::: Exercise materials
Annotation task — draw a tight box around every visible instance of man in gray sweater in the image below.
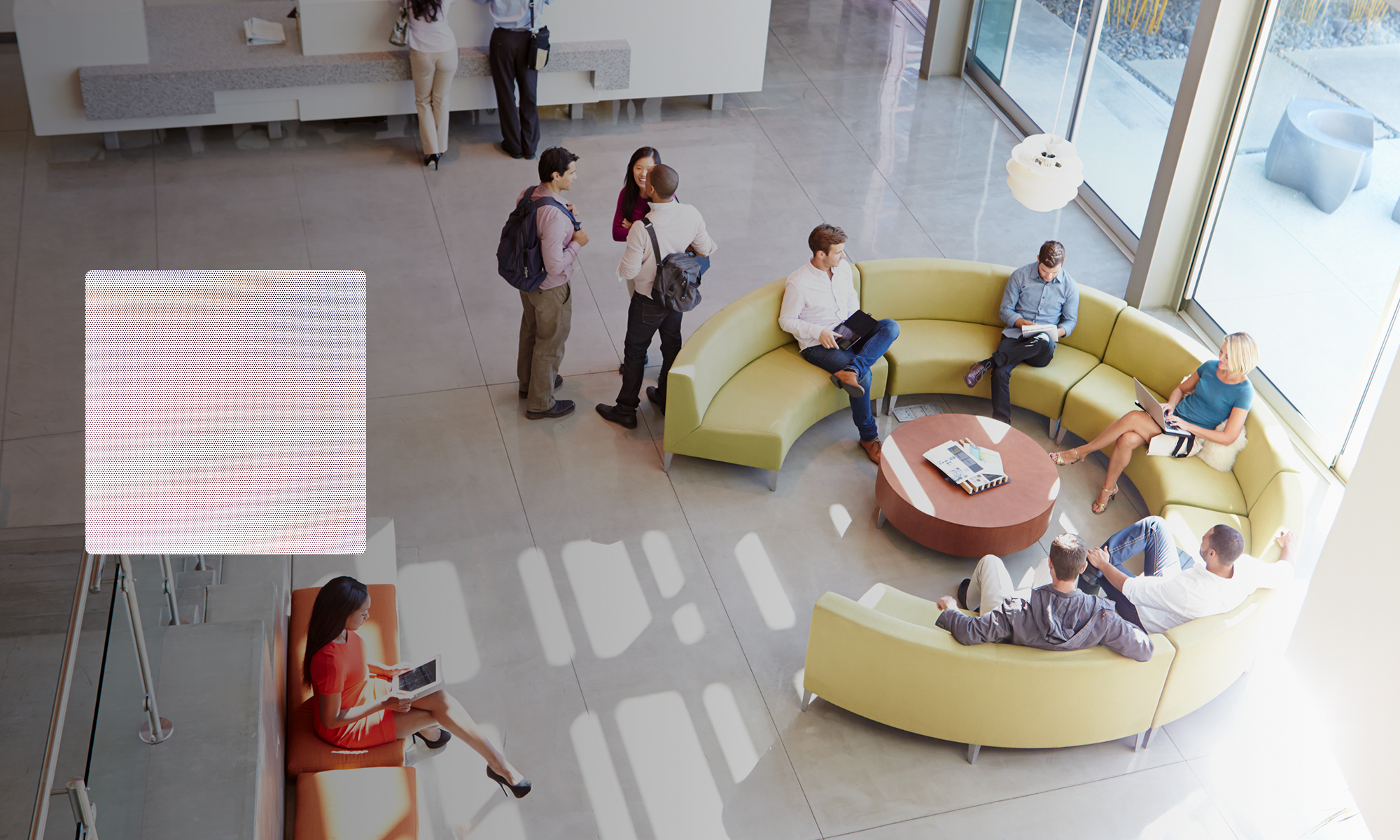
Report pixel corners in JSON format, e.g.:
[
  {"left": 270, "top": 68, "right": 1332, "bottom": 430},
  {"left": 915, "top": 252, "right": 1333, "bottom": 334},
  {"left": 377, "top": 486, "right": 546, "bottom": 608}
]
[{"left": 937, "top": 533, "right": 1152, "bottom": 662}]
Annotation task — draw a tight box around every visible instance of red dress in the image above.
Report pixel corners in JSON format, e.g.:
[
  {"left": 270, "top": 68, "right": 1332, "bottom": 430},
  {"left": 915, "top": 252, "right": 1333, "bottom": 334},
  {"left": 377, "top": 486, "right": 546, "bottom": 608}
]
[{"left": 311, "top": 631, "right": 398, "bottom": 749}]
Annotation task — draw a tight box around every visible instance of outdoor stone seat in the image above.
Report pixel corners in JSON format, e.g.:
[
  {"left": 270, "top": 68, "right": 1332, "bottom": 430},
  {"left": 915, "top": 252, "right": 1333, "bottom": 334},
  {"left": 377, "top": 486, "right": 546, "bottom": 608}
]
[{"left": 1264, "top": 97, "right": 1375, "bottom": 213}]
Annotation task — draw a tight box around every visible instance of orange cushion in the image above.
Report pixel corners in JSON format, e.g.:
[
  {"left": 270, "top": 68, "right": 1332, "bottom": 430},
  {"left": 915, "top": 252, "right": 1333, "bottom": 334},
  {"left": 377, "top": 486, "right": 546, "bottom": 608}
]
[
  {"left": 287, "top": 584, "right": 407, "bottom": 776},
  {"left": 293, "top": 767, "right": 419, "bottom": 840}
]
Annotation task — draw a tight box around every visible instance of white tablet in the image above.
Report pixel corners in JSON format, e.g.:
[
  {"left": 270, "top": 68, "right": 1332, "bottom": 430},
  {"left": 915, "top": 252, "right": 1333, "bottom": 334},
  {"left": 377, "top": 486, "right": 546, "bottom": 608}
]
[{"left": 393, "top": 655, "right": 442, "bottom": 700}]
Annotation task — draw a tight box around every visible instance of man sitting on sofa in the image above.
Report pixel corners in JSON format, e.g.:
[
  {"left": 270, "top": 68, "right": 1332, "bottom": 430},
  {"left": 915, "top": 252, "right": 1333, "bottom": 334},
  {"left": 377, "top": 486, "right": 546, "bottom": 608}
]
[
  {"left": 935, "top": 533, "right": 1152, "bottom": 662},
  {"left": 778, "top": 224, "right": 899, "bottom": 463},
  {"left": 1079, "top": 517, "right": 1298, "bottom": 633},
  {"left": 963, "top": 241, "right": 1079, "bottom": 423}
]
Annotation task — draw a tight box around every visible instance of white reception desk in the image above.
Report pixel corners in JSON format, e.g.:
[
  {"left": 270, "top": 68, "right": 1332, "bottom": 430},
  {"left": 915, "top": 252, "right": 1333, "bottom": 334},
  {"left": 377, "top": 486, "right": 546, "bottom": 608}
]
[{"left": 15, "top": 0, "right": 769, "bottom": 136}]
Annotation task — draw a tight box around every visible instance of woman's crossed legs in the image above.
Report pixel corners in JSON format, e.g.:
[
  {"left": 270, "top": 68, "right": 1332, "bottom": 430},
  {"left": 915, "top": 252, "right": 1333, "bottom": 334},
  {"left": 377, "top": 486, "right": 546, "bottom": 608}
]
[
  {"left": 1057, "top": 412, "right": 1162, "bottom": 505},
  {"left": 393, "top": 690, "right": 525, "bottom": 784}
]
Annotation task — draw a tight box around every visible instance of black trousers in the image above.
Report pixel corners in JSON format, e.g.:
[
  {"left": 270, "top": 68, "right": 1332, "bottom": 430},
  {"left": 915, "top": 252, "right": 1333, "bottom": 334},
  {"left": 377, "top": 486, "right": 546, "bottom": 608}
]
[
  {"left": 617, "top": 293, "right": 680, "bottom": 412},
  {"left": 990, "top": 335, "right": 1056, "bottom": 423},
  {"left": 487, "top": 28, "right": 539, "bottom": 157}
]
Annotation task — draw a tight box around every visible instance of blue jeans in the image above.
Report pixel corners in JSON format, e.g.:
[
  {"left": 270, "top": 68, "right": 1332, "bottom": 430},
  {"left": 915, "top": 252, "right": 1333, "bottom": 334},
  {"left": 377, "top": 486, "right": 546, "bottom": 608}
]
::::::
Task requirements: Report how many lines in the items contain the string "above". Give only the number.

Worked answer: 9